═════ Text excerpt

Struggle against brutal army oppression intensifies
The people of Kashmir are under siege. The Indian occupation forces have imposed round- the- clock curfews and severe restrictions on civilians’ movement. As a result, they have no access to the basic necessities of life, including healthcare. They have been living in a perpetual state of uncertainty, insecurity and helplessness.
Basic foods and fuel supplies are running low and the people have been confined to their houses, with schools and businesses shut. The Indian Express reported from Srinagar: “with no letup in unrest in Kashmir where curfew was re-imposed…people in cities and towns are facing a tough time getting food and essential commodities including medicines for their families”. Volunteers have established blood donation camps, pooled rice and vegetables in community kitchens at various locations and supplied food to the people in need and affected by the siege, and also to patients in hospitals. There are committees working in the neighbourhoods and communities mainly consisting of young people, which are trying to help the people in their respective areas.

══════════

Apply what you read
**a)** In the text about the curfew in Kashmir, which newspaper reported from Srinagar?
**b)** Resume the text about the siege in Kashmir, picking up after its final sentence.

═════ Listed records

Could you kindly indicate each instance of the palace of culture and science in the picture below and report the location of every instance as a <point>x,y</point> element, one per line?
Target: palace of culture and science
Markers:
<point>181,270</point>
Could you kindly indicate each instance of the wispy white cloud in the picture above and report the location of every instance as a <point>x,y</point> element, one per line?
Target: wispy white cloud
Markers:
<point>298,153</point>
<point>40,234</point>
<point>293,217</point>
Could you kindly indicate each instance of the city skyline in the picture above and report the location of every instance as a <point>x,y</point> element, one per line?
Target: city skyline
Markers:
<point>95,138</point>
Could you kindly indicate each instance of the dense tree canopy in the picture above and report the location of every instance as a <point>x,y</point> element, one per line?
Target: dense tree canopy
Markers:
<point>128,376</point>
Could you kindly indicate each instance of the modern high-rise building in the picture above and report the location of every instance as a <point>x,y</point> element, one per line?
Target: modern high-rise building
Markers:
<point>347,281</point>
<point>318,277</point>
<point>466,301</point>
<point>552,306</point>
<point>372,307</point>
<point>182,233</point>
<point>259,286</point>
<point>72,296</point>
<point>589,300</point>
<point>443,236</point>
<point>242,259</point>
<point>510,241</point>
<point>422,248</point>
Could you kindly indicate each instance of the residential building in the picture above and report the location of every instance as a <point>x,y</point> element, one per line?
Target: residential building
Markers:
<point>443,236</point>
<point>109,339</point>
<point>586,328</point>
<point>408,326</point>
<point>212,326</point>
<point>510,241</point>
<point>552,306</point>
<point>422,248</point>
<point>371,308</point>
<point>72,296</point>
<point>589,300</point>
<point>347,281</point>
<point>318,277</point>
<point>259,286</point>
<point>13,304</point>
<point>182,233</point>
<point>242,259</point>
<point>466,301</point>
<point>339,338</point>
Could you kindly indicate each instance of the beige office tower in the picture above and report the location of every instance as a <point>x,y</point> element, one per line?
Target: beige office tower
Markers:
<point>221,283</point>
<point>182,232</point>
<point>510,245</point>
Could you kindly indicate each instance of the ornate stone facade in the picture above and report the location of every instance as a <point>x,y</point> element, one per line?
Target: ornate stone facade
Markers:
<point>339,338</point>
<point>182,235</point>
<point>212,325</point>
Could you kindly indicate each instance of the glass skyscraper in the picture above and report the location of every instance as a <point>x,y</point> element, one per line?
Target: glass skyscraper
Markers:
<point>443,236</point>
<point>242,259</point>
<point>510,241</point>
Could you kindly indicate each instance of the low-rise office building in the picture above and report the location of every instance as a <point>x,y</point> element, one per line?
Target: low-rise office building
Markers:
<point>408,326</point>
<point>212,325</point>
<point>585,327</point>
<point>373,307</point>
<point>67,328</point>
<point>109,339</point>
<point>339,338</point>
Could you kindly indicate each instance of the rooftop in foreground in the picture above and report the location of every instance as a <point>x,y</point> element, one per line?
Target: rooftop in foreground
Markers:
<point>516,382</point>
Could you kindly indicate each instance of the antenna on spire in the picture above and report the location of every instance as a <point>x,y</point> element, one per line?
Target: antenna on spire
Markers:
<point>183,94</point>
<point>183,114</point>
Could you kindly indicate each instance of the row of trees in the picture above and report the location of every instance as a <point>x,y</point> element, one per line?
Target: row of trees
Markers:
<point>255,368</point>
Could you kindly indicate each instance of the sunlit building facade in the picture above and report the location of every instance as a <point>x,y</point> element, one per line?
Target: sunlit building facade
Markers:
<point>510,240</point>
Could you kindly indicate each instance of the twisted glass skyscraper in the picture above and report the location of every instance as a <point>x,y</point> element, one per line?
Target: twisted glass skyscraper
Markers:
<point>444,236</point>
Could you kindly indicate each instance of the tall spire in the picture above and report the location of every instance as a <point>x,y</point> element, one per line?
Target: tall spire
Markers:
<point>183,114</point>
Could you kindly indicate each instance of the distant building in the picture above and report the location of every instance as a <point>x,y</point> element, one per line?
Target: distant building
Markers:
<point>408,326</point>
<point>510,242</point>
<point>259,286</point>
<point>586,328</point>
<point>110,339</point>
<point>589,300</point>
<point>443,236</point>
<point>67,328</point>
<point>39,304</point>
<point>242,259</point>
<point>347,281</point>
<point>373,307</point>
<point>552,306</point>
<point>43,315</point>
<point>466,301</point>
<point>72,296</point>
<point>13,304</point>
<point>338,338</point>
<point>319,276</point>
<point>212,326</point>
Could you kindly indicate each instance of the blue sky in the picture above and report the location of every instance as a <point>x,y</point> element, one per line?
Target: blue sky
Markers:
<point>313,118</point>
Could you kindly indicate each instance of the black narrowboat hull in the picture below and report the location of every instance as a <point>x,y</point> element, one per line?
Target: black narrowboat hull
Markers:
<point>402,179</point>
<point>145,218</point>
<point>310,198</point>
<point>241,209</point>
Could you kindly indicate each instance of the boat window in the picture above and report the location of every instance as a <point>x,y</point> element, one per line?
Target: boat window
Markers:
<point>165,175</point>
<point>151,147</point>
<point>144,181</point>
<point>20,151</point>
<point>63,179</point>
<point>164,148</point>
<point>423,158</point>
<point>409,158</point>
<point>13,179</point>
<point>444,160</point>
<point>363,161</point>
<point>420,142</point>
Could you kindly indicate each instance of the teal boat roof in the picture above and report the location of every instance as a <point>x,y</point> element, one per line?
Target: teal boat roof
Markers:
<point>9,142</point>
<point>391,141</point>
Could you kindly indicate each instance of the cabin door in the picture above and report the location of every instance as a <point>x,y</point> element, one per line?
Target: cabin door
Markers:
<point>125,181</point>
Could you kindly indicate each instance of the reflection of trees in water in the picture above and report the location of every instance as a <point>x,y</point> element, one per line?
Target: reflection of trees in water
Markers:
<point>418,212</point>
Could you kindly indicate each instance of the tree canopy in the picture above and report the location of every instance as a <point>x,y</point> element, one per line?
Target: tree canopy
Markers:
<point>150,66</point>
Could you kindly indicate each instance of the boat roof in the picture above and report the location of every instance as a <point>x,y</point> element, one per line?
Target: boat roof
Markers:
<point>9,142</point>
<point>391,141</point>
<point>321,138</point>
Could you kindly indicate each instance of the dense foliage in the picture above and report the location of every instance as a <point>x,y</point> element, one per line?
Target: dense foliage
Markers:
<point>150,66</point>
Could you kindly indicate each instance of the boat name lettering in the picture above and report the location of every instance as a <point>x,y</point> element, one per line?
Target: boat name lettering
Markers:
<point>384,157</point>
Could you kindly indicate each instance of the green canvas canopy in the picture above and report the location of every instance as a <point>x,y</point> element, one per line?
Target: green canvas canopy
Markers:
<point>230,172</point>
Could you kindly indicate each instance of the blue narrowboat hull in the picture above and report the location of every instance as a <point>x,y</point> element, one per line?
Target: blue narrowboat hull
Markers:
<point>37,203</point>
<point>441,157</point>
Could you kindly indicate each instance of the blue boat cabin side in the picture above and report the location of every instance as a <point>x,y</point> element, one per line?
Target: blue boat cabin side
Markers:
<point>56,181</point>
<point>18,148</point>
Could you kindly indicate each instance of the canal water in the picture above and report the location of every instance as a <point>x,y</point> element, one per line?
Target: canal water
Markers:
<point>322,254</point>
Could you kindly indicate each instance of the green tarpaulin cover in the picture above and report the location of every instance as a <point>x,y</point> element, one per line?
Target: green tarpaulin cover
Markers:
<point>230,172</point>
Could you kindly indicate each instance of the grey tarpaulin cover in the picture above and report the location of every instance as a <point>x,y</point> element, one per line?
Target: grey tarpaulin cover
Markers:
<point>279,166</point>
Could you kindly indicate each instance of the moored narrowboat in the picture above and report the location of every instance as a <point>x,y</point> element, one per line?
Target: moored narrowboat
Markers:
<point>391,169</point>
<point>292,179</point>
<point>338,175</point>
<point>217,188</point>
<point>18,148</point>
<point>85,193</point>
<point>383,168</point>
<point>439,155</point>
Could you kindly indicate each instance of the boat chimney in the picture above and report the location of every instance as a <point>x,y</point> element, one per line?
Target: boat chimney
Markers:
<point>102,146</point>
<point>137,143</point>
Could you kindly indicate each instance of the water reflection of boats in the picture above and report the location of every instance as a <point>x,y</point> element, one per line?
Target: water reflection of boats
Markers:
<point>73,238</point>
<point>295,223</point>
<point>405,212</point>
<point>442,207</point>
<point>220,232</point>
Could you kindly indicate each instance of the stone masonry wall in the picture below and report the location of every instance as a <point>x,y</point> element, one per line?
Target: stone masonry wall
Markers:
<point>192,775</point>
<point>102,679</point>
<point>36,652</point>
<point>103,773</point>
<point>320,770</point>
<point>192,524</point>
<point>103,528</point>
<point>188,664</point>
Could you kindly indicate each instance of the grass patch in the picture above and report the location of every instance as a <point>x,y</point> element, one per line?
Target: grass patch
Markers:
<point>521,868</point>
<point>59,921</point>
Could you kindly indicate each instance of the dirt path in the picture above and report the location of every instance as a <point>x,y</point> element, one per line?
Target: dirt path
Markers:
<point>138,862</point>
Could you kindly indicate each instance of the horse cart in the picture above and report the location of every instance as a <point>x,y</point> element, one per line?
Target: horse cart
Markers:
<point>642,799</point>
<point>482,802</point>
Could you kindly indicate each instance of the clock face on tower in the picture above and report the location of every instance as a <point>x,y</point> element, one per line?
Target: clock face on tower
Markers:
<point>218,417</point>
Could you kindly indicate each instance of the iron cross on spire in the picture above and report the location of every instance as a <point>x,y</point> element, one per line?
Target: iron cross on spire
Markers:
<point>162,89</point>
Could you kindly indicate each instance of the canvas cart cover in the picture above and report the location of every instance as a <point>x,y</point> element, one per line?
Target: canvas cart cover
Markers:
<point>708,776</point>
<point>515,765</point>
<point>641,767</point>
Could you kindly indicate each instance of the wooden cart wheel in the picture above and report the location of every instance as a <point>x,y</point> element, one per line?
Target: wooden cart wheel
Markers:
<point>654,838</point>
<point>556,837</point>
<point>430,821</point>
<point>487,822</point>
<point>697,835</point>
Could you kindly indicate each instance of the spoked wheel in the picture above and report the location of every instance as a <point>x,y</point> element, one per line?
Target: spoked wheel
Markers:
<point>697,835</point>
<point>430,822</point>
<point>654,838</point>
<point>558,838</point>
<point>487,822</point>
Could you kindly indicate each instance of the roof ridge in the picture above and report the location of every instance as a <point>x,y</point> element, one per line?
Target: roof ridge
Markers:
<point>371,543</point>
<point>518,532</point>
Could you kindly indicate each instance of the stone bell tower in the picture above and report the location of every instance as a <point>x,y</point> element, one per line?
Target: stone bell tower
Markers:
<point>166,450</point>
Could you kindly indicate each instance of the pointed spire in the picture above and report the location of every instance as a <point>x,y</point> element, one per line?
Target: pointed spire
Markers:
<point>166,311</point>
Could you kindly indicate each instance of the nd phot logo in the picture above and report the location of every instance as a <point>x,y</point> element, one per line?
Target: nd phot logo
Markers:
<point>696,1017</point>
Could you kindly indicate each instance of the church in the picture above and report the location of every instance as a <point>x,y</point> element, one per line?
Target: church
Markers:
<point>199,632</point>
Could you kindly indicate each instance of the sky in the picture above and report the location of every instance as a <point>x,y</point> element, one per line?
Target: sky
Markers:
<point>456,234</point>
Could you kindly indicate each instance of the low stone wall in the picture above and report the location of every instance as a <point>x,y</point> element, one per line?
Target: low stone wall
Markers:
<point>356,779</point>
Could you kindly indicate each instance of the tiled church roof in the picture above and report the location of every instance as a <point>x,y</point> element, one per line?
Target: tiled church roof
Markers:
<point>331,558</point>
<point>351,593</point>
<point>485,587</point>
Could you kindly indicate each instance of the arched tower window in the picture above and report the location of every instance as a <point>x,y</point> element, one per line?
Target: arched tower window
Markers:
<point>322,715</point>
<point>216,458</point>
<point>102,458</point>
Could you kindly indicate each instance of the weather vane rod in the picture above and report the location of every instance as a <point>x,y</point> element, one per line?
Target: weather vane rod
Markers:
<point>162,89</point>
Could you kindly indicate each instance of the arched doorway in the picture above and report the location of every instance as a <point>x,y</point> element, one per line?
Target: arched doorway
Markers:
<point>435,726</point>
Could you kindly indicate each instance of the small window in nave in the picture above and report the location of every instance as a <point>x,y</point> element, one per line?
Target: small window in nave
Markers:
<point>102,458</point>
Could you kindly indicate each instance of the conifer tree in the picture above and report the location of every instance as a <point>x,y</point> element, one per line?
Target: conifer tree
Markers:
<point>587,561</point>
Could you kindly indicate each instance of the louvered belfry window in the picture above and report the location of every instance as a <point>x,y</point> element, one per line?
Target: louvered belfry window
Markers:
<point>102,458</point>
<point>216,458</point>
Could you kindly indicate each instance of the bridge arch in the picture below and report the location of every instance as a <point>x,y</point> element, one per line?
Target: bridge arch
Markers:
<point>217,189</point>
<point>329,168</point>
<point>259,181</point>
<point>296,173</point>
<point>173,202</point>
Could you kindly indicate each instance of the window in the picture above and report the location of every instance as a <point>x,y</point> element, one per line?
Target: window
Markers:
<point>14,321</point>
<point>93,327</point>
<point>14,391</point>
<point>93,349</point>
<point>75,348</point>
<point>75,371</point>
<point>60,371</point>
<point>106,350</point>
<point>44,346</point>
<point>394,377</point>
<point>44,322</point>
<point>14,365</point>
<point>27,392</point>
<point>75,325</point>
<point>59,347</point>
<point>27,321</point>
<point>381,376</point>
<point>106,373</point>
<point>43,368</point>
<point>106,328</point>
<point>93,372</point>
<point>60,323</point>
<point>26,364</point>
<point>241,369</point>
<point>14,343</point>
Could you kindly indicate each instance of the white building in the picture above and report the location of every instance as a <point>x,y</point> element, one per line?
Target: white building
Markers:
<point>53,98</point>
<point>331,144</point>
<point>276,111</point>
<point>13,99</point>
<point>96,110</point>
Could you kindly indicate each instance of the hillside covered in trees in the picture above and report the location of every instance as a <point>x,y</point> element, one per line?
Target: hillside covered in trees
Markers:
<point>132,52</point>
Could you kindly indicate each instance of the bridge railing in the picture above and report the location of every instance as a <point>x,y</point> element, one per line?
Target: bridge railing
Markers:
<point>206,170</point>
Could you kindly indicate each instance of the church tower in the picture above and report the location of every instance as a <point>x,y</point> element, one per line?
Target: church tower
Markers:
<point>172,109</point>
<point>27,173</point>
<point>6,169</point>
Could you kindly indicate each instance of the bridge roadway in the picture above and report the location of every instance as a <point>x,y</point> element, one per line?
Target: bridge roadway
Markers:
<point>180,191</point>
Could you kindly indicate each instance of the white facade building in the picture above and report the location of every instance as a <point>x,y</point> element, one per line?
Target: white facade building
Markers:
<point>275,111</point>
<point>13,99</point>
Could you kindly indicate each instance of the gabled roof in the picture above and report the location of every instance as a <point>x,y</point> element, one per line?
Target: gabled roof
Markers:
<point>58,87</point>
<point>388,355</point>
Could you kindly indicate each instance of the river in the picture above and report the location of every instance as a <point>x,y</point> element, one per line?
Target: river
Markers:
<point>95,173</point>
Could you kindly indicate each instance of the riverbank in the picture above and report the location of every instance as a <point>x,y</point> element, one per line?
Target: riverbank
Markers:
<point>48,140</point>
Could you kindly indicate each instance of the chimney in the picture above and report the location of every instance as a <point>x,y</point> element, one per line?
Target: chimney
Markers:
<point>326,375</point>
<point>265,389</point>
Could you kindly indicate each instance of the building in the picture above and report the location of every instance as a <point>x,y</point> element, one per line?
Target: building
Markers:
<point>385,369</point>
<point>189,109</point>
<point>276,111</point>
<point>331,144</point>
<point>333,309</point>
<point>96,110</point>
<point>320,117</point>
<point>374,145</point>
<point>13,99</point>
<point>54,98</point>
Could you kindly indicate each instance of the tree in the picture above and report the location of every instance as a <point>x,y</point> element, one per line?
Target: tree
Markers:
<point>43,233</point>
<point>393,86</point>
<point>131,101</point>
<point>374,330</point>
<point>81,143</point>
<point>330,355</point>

══════════

Responses for each task
**a)** The Indian Express.

**b)**
Imagine being cooped up in your house for a day, or may be even a week, unable to work, attend school, buy groceries, visit a doctor. Than imagine months of this, year after year, dating back to 1989. That is the reality for the people of the Indian-held Kashmir, who have been forced for decades to navigate work stoppages, curfews, militant incursions and army crackdowns. It is working people who have suffered the most. Life is very difficult for working class people. Some times, workers cannot find work for weeks and are left with nothing to eat. ‘I can not buy anything, I have gone to the market four times, but nothing’s open. And when you find something, the prices are jacked way up,’ said 50 years old Jalalah, a day labourer. Constant work disruptions- 1,560 days over the past two decades by some estimates, with $50 million in lost output a day- force Kashmiri people to find unique, sometimes ingenious, ways to cope.
Middle class and rich families keep at least a month’ s supply of rice, flour, sugar and other supplies and some stock pile for months. But poor people cannot afford such luxury and consequently suffer.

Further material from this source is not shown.